▶ **Task**
In the records below, substitute "list the x and y coordinates" for every occurrence of "give x and y" and give them back with nothing else changed.

Object pointing dataset rows
◇ ◇ ◇ ◇

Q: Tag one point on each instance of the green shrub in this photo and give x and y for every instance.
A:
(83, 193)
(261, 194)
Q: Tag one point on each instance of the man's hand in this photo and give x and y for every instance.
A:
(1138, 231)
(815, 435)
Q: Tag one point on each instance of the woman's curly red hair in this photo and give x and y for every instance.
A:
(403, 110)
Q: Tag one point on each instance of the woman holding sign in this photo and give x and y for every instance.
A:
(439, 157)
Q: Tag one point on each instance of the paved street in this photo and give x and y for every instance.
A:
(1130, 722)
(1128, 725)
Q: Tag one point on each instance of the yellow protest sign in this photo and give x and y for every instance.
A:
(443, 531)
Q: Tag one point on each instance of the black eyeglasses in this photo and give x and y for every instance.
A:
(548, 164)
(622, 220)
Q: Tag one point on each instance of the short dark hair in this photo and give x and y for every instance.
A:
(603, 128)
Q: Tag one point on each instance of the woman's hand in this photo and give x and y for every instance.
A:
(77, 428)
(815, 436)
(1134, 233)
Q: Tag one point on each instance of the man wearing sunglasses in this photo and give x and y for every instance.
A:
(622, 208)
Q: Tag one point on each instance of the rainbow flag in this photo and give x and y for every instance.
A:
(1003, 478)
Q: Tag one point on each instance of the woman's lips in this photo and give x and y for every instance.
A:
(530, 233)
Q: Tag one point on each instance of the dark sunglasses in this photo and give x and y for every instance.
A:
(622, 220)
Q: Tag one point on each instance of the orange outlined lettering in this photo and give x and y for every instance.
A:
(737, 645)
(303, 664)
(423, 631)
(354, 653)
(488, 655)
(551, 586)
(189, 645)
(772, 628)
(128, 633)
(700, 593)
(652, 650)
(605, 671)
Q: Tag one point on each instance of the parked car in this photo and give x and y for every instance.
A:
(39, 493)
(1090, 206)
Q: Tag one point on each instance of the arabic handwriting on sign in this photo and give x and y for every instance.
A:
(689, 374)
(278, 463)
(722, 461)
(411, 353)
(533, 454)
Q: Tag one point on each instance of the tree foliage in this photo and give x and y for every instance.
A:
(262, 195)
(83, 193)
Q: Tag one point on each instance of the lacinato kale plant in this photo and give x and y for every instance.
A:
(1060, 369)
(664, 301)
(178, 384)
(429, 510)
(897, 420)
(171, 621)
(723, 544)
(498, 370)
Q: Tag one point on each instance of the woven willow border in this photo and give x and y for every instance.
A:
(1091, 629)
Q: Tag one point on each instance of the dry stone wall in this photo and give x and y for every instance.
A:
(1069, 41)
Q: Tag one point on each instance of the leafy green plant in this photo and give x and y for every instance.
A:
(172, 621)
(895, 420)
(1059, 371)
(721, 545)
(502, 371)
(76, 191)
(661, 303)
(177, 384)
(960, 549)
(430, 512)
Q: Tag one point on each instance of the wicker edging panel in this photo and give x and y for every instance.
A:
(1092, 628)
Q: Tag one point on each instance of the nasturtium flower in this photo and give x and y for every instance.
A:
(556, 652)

◇ ◇ ◇ ◇

▶ **Expected answer**
Q: Tag one point on each instance of the green shrub in this photo and list the x and y coordinates for every instance.
A:
(83, 193)
(261, 194)
Q: Tag one point on each instance of the man's hand in this photo and list the x and y coordinates for every instance.
A:
(1138, 231)
(815, 435)
Q: Tag one point on each instance of the woman's curly red hair in this photo and list the x and y coordinates for every instance.
A:
(403, 110)
Q: Tag one point on each instance of the woman holding sign in this photo and list the x and y coordinates for every instance.
A:
(439, 157)
Q: Tag one point on each instance of the paved street in this photo and list the x and y coordinates for every instance.
A:
(1130, 722)
(1128, 725)
Q: Tag one point on each instance of the yellow protest sign in this photo and list the x and y coordinates for every instance.
A:
(443, 531)
Q: Tag one point on each instance of the black eyeglasses in this photo and list the x and y coordinates for every instance.
A:
(548, 164)
(622, 220)
Q: Tag one point on each instance of the short dark hair in this photo and list the x and y coordinates for every instance.
A:
(603, 128)
Q: Tag one point on each instance of the woman's hand in this photo and list the x and y coordinates for every instance.
A:
(77, 428)
(815, 436)
(1134, 233)
Q: Tag one point on each instance of the man wearing sunglasses in this photo and list the x and y coordinates for every instance.
A:
(622, 208)
Q: Tag one point on each instance of the rainbow flag in this photo and list the x and y coordinates for every instance.
A:
(1003, 478)
Q: Tag one point on each instance of the woman's lips in this photo and list the x and y coordinates for every instance.
A:
(530, 233)
Q: Tag one point on each instance of the dark sunglasses in this photo and list the x and y coordinates for every instance.
A:
(622, 220)
Q: Tag one point on each instance of the orange outlined lettering in this photo and list the x and y coordinates for every instance.
A:
(737, 645)
(303, 664)
(423, 631)
(354, 653)
(488, 655)
(551, 586)
(189, 645)
(772, 628)
(128, 633)
(700, 593)
(652, 650)
(605, 671)
Q: Tag one point on each instance of the parked car in this photo and list the x and y coordinates for every instance.
A:
(39, 493)
(1090, 206)
Q: Tag one point on each instance of the arabic handwriting on sign in this photo and list the x and y coordinates for every instance.
A:
(689, 374)
(278, 463)
(722, 461)
(411, 353)
(533, 454)
Q: Tag one point on each instance of the tree foliage in this photo and list the x and y coordinates for every instance.
A:
(262, 195)
(83, 193)
Q: Tag one point on each instance of the lacinato kale plant in this photo and list the x and y coordinates for every instance.
A:
(1060, 369)
(664, 301)
(178, 384)
(429, 510)
(897, 420)
(171, 621)
(723, 544)
(498, 370)
Q: Tag one point on each instance of the woven willow border in this photo and list the x and y coordinates for every instance.
A:
(1091, 629)
Q: Tag one point on each instance of the dry stone wall in this photo and list the x and y coordinates for every instance.
A:
(1069, 41)
Q: Tag one point on each instance of the leafy green plant in this photo and list the x and y coordinates for every instance.
A:
(172, 621)
(895, 420)
(1059, 371)
(721, 545)
(502, 371)
(76, 191)
(661, 303)
(177, 384)
(960, 549)
(430, 512)
Q: Tag one point on each instance of the wicker edging panel in this photo and list the x and y coordinates for every instance.
A:
(1092, 628)
Q: Tag one point on each instance of the nasturtium flower in this photo and list the x and y coordinates for every instance.
A:
(556, 652)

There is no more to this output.